══ Excerpt to read ══

I'm here because I would like some advice on how to handle situations better, other than 'get out while you can' because this doesn't entirely happen often and 90% of the time, we are great together and I would like to save that if I can.


----------



## BecauseSheWeeps (10 mo ago)

snowbum said:


> Just read you’re married to a guy who did bath salts and meth. Why? You can do better.


Because we all deserve a second chance at life. Maybe sometimes even a third. He hasn't touched anything in almost 5 years as far as any of that goes. If that becomes an issue, he knows that I will leave.


----------



## 342693 (Mar 2, 2020)

BecauseSheWeeps said:


> I'm here because I would like some advice on how to handle situations better, other than 'get out while you can' because this doesn't entirely happen often and 90% of the time, we are great together and I would like to save that if I can.


Well sometimes the truth can hurt and not be what you want to hear. This guy has a lot of issues. If you want to stay in the marriage, have him stop smoking weed and jerking off to porn. Maybe once he stops the weed, he won't be so lazy. And once he stops the porn, your sex life and marriage will improve. You're in the driver's seat. You know the issues and you need to tell him what you expect. If he doesn't want to make changes or backslides, then you have to determine if you want to keep wasting time in the marriage.

People on this site are speaking from experience. Sure some are more negative then others, so listen to what the group is saying instead of one person. But in your case, the group is almost in agreement.


----------



## BecauseSheWeeps (10 mo ago)

SCDad01 said:


> Well sometimes the truth can hurt and not be what you want to hear. This guy has a lot of issues. If you want to stay in the marriage, have him stop smoking weed and jerking off to porn. Maybe once he stops the weed, he won't be so lazy. And once he stops the porn, your sex life and marriage will improve. You're in the driver's seat. You know the issues and you need to tell him what you expect. If he doesn't want to make changes or backslides, then you have to determine if you want to keep wasting time in the marriage.
> 
> People on this site are speaking from experience. Sure some are more negative then others, so listen to what the group is saying instead of one person. But in your case, the group is almost in agreement.


Thank you. You are absolutely right.


----------



## TXTrini (Oct 2, 2013)

BecauseSheWeeps said:


> I don't know. My heart is absolutely broken from yesterday. My original plan was to go home and put everything away that I packed yesterday because after we talked about it - he did ask me to stay. I did tell him that if he tells me to get out one more time, then that's it. He tells me that I deserve better than what he gives me. I just don't want another failed marriage until I have exhausted all options of trying to do what I can to make it work. I'm tired. I try to be a good wife.


I get that. I put up with a lot of crap I should have for the exact reason. Unfortunately, he knew that and milked it. It only got worse over time and I finally steeled myself to leave when I caught him in an affair. I always thought it was never "bad enough " to divorce over, but I suppose I taught him how to treat me. 

The "stigma " of being twice divorced will only matter to people who don't care about you to want better for you and judgmental pricks..


----------



## RebuildingMe (Aug 18, 2019)

TXTrini said:


> The "stigma " of being twice divorced will only matter to people who don't care about you to want better for you and judgmental pricks..


My gf said it was a huge red flag for her and still is. I can understand why she’d say that. I’d question it also, to be honest.


----------



## oldshirt (Apr 1, 2017)

I read stuff like this and all I can do is shake my head.

═══
══ Dataset records ══

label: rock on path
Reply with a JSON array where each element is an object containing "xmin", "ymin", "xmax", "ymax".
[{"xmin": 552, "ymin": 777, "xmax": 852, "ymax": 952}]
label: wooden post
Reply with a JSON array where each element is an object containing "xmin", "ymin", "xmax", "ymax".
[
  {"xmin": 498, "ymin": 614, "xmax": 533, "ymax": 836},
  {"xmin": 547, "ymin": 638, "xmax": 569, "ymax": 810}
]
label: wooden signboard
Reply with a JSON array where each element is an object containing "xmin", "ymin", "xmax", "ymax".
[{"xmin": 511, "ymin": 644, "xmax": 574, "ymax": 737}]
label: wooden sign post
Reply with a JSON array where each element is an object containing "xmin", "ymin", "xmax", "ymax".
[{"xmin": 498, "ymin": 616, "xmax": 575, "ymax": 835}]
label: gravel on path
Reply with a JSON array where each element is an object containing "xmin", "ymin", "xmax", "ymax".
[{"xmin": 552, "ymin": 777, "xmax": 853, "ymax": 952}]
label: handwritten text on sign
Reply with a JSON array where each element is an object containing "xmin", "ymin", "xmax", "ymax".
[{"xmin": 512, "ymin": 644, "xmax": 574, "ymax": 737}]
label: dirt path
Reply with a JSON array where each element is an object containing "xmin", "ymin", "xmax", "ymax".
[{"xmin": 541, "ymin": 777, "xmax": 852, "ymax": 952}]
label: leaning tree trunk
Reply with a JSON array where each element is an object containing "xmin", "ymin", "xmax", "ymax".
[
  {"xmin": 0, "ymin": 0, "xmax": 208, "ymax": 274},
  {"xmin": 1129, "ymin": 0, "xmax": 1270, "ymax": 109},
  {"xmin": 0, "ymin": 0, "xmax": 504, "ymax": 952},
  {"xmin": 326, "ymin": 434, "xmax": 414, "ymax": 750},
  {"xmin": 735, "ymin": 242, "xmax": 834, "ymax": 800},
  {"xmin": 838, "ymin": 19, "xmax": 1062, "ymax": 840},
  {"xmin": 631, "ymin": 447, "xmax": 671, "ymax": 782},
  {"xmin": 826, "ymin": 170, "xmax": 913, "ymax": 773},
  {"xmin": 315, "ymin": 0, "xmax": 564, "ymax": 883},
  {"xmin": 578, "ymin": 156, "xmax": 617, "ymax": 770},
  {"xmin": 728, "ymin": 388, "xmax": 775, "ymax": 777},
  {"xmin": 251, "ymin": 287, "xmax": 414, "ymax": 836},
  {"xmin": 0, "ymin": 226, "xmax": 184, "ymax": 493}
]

═══

### Task list
A. List each distinct username that comes right before "said:" in the forum thread about a marriage.
B. Render this sentence from the forum thread about a marriage in Spanish: "Because we all deserve a second chance at life."
C. Write a continuation of the forum thread about a marriage, starting after its final line.

### Exercise results
A. snowbum, BecauseSheWeeps, SCDad01, TXTrini

B. Porque todos merecemos una segunda oportunidad en la vida.

C.
I think I am a decent person. I don’t drink or do drugs or smoke etc. I’ve never committed an actual crime. I treat everyone with common curtesy and respect. I’ve never called anyone I was involved with a name and could probably count on one hand the number of times I’ve raised my voice. I’m affectionate and and give sincere effort to being a good lover and good in bed. I’d rate go out on a date night or cuddle up on the couch to a good movie than run around with single, partying buddies. And I’ve been gainfully employed since 18 and while not rich, I’ve been financially solvent and responsible. I have bounced exactly one check in my life and that is because someone else’s check to bounced immediately prior. I’m average looking and average height and stature. I think I’d be a pretty decent catch.

but yet I’ve been dumped because I drive a pick up truck instead of a cool car.

I’ve been dumped because I DIDN’T drink and party and do drugs.

And I been rejected many times because I’m not over 6 feet and not exceptionally good looking, am bald and wear glasses, I dress for my own comfort and not what some fashion magazine or celebrity says, and I am not some kind of executive or rich guy.

but where I am going with this is not about my tales of woe, but rather the juxtaposition that women can dump or reject someone so fast and so cold without a second thought when it comes to things like what vehicle one drives and how tall they are and how much hair they have -

yet when someone is an actual alcoholic and druggie and is abusive and just a shi++y person in general, Women seem to be so torn and conflicted and don’t know what to do.

Maybe if you pretend he doesn’t match his shirts with his shoes well, that will give you more clarity.


----------



## BecauseSheWeeps (10 mo ago)

RebuildingMe said:


> My gf said it was a huge red flag for her and still is. I can understand why she’d say that. I’d question it also, to be honest.


I'm not even worried about how others will feel if I say that I have 2 failed marriages because in my eyes and in my heart, I know that I have exhausted all options that I can to make it work.


----------



## Affaircare (Jan 11, 2010)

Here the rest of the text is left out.